— Selected passage —
>>>
GNU General Public License v3.0
1 stars 5 forks source link

Add support for IMG-formatted gff files through the --source flag #9

Closed amorris28 closed 3 years ago

amorris28 commented 3 years ago

Added a --source flag that takes either IMG or Prokka as input (default: Prokka). Anything else kills the program with a warning message. This changes the separator when parsing the source, version column of the .gff file.

meren commented 3 years ago

Looks great to me :) @amorris28, would you also consider posting two files (PROKKA.gff and IMG.gff) and your commands to run on these files to test this script?

amorris28 commented 3 years ago

Here are two small GFFs from IMG and Prokka: gff_files.zip

Command for PROKKA.gff:

python gff_parser.py PROKKA.gff --gene-calls Prokka_gene_calls.txt --annotation Prokka_annotation.txt --process-all --source Prokka

Command for IMG.gff:

python gff_parser.py IMG.gff --gene-calls IMG_gene_calls.txt --annotation IMG_annotation.txt --process-all --source IMG
karkman commented 3 years ago

Thank you both, @amorris28 & @meren!

Now the test files are also there with the examples. In addition, since it's 2021, the default branch has been renamed to main.

You may need to run this locally:

git branch -m master main
git fetch origin
git branch -u origin/main main
git remote set-head origin -a
meren commented 3 years ago

Dear @amorris28 and @karkman, I see in the tests directory GFF files for IMG and Prokka, but I guess we are missing FASTA files there associated with these files?

Would it be possible to include them there as well?

karkman commented 3 years ago

Yes, if it is OK also for @amorris28, then you could make a new pull request with the FASTA files in the test folder and I'll add them to the main branch.

amorris28 commented 3 years ago

I'll put it on my to do list to put together a set of example .gff and .fasta files for JGI/IMG importing. Unfortunately, they don't use the same contig IDs for their annotations and their contigs (:exploding_head:) so it'll take a little bit of work on my end.
<<<
— Pointing and labeling entries —
>>>
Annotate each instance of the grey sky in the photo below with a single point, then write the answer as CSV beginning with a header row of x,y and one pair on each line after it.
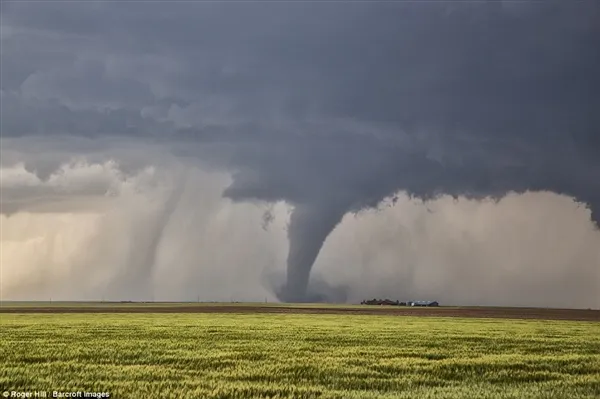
x,y
328,106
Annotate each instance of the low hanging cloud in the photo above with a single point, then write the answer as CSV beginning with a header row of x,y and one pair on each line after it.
x,y
328,108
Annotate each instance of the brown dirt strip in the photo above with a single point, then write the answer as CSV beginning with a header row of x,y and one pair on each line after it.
x,y
479,312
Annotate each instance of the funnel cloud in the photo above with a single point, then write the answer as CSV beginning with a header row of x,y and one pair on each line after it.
x,y
296,116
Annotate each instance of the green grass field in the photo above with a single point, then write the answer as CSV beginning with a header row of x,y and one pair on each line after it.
x,y
298,356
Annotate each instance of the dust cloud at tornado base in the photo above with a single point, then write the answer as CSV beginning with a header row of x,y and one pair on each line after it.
x,y
168,235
<<<
— Set of tasks —
(a) Retype the records from the line that contains "Annotate each instance of the funnel" through the end of the records, including both the starting line and the last line.
(b) Extend the discussion thread about adding support for IMG-formatted GFF files to the parser, starting after its final comment.

— Outputs —
(a)
Annotate each instance of the funnel cloud in the photo above with a single point, then write the answer as CSV beginning with a header row of x,y and one pair on each line after it.
x,y
296,116
Annotate each instance of the green grass field in the photo above with a single point, then write the answer as CSV beginning with a header row of x,y and one pair on each line after it.
x,y
298,356
Annotate each instance of the dust cloud at tornado base in the photo above with a single point, then write the answer as CSV beginning with a header row of x,y and one pair on each line after it.
x,y
168,235

(b)
amorris28 commented 3 years ago

FYI I have abandoned trying to use IMG's assemblies and annotations. Their data are too difficult to work with and I never successfully imported them to Anvi'o. It's much easier to simply download the raw reads from JGI, redo the assembly, import them to Anvi'o, and do the annotations there. Maybe if someone down the line wants to try to use data from JGI's pipeline and successfully gets it imported they could update this?

meren commented 3 years ago

I am sorry to hear that @amorris28 :( Then we will wait until some progress is made on IMG side or our side. If you have not been able to successfully utilize their products, there is no need to waste more of your time on this.

Thank you very much for your help so far.

karkman commented 3 years ago

Thank you, @amorris28! I made a new branch for possible IMG parser development. Should the main branch stay as it is, or go back to the previous, "prokka-only", version?

amorris28 commented 3 years ago

The current main branch does work to convert JGI's functional_annotations.gff into the Anvi'o-formatted gene_calls.txt and gene_annot.txt, which is the main purview for this tool so I think it's okay to leave it as it is. It's just the next step of correctly meshing those .txts with JGI's contigs.fa that users will have to figure out before passing them to anvi-gen-contigs-database.